Region pointing data
#####
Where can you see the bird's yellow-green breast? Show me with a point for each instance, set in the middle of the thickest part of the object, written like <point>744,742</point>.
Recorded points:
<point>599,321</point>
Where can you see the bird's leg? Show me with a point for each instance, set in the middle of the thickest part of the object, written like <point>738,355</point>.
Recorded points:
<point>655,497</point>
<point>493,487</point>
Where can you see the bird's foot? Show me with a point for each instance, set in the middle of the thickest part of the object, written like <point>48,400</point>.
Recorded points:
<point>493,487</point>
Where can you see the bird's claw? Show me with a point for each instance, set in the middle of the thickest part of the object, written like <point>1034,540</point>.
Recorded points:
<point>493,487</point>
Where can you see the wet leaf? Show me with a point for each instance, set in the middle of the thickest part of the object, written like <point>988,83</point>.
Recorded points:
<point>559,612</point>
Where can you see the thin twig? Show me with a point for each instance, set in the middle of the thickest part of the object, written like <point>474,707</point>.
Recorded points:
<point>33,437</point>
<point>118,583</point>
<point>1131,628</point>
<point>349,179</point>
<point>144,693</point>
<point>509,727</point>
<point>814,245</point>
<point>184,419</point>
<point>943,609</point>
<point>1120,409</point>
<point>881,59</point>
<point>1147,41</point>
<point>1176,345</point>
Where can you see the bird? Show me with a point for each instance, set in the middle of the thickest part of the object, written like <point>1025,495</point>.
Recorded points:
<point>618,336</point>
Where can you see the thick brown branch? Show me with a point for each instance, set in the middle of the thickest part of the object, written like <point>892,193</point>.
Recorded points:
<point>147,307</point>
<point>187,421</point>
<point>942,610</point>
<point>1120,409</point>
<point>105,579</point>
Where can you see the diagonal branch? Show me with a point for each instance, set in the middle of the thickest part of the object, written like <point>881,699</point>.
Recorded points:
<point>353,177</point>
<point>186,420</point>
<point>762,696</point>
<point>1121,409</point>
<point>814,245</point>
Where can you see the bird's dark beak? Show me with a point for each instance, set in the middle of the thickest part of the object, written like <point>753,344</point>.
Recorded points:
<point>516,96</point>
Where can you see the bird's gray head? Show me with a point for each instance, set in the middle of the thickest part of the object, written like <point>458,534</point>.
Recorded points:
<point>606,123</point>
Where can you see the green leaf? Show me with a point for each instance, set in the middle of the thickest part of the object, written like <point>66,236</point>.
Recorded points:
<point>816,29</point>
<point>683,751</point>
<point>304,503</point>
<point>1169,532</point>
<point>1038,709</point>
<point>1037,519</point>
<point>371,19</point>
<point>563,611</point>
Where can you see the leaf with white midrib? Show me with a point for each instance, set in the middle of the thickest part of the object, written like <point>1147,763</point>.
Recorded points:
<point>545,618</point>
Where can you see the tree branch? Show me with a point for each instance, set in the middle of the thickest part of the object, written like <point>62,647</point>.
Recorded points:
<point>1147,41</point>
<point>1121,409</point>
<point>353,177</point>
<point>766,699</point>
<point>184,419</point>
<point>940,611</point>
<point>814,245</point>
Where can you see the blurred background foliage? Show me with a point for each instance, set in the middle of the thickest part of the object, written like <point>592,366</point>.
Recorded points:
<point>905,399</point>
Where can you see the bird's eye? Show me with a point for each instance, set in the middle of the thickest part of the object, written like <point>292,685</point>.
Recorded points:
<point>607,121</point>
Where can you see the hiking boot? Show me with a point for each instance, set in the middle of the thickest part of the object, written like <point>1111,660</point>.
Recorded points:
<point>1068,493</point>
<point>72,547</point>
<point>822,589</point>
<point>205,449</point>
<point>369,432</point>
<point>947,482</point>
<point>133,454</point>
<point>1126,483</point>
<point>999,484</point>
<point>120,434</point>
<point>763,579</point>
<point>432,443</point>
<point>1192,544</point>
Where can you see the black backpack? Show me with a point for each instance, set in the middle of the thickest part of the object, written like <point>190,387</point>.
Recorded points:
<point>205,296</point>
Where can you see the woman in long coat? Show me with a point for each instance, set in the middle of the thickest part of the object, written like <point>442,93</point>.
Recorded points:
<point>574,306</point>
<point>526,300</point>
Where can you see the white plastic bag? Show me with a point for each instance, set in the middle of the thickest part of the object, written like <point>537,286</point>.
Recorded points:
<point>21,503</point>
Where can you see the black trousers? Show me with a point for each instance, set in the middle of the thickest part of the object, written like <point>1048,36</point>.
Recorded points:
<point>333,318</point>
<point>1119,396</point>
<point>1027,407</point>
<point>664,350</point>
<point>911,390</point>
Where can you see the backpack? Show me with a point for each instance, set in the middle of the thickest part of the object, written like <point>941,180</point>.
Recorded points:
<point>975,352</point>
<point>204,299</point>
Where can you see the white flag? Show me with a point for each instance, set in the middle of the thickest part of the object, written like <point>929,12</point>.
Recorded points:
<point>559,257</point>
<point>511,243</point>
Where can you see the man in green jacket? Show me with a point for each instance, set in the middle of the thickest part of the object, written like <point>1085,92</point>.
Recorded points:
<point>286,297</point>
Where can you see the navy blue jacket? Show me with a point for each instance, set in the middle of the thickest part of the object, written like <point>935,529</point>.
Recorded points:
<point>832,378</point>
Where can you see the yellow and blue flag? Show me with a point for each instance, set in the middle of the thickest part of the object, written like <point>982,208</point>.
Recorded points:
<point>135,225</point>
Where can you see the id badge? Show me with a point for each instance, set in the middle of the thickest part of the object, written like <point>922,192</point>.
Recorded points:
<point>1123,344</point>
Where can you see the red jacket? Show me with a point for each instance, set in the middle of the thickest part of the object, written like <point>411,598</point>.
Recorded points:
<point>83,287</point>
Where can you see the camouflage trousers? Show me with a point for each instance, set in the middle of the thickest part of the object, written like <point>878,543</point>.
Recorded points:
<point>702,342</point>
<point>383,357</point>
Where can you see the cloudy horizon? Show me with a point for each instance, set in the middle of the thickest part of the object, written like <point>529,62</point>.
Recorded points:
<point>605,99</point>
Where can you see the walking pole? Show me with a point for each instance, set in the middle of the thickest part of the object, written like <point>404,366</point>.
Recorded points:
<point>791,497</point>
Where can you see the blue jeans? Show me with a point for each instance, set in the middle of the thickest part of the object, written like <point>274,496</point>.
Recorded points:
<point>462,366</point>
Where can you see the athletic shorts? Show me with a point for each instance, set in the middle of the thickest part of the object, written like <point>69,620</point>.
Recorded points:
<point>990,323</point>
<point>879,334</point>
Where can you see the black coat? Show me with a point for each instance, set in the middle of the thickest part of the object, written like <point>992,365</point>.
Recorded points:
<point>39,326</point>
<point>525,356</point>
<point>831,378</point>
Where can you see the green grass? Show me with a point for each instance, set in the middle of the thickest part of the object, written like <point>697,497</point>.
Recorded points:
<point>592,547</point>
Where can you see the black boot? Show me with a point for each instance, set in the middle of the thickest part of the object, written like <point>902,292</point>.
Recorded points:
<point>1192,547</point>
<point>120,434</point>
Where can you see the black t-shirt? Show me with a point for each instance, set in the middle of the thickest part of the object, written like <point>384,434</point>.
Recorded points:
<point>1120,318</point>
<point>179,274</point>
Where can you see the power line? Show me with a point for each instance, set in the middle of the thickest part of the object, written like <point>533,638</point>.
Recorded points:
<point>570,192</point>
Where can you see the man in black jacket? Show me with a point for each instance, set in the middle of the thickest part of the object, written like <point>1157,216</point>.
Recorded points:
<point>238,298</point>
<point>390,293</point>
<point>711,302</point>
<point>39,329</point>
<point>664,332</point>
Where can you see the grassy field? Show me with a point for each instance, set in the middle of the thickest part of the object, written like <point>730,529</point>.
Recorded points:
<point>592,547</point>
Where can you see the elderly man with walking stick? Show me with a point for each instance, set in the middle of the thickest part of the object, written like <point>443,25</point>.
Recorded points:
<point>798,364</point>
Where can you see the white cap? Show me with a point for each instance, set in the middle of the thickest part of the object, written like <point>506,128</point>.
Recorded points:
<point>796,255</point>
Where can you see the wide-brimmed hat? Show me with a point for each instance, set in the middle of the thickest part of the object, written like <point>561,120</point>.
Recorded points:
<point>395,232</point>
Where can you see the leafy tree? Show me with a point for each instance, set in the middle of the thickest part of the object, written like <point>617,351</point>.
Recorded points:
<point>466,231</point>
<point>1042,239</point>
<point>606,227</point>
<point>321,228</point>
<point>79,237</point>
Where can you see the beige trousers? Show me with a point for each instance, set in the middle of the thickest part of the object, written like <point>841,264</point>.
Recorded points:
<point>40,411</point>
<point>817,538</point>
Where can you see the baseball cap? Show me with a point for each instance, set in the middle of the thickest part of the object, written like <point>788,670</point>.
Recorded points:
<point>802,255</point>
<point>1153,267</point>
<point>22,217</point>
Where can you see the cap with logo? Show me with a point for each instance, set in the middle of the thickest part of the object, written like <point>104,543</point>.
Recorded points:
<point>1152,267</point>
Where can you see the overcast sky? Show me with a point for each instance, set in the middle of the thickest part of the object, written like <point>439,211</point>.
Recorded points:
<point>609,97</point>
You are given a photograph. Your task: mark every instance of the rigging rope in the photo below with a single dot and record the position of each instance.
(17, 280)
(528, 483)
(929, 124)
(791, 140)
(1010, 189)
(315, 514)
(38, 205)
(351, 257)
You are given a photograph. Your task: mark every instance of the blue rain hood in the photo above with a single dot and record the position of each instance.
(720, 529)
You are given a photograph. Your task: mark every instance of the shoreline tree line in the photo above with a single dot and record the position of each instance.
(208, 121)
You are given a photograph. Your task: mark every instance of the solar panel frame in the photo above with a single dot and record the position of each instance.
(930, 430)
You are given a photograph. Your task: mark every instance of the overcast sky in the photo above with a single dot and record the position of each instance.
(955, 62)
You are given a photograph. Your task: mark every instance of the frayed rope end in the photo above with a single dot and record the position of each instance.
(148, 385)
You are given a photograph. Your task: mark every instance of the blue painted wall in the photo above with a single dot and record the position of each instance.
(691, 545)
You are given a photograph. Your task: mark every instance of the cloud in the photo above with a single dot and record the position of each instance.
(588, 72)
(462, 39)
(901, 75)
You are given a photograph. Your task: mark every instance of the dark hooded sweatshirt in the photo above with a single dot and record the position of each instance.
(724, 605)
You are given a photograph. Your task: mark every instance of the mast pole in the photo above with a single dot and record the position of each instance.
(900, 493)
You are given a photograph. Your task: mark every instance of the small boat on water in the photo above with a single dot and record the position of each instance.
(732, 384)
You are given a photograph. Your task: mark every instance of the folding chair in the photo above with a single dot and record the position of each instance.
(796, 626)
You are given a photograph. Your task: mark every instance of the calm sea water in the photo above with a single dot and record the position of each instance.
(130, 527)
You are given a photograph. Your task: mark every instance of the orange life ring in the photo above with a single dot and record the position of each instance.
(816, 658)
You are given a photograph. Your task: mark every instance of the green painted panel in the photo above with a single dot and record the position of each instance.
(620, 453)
#####
Problem details: The answer must be a verbatim transcription of the entries above, from the first line through the line that contains "Where can you see the thin", and nothing more.

Solution to this problem:
Where can you see the bird's yellow-green breast? Show me with a point for each instance, set in the middle of the thickest part of the object, written like <point>744,742</point>.
Recorded points:
<point>599,321</point>
Where can you see the bird's leg? Show me with a point for each instance, set in the middle of the thickest part of the object, written like <point>738,355</point>.
Recorded points:
<point>655,497</point>
<point>493,487</point>
Where can you see the bird's foot? Show me with a point for each instance, set in the middle of the thickest part of the object, written like <point>48,400</point>.
Recorded points:
<point>493,487</point>
Where can you see the bird's claw? Show me with a point for each instance, set in the middle of the thickest part of the object, written like <point>1034,540</point>.
Recorded points:
<point>493,487</point>
Where can you see the wet leaf? Show me with a point for each instance, set in the middle of the thickest part of the object, written like <point>988,83</point>.
Recorded points:
<point>559,612</point>
Where can you see the thin twig? Show me with a point for each instance, set in the middle of the thickest part of the object, written like <point>474,707</point>.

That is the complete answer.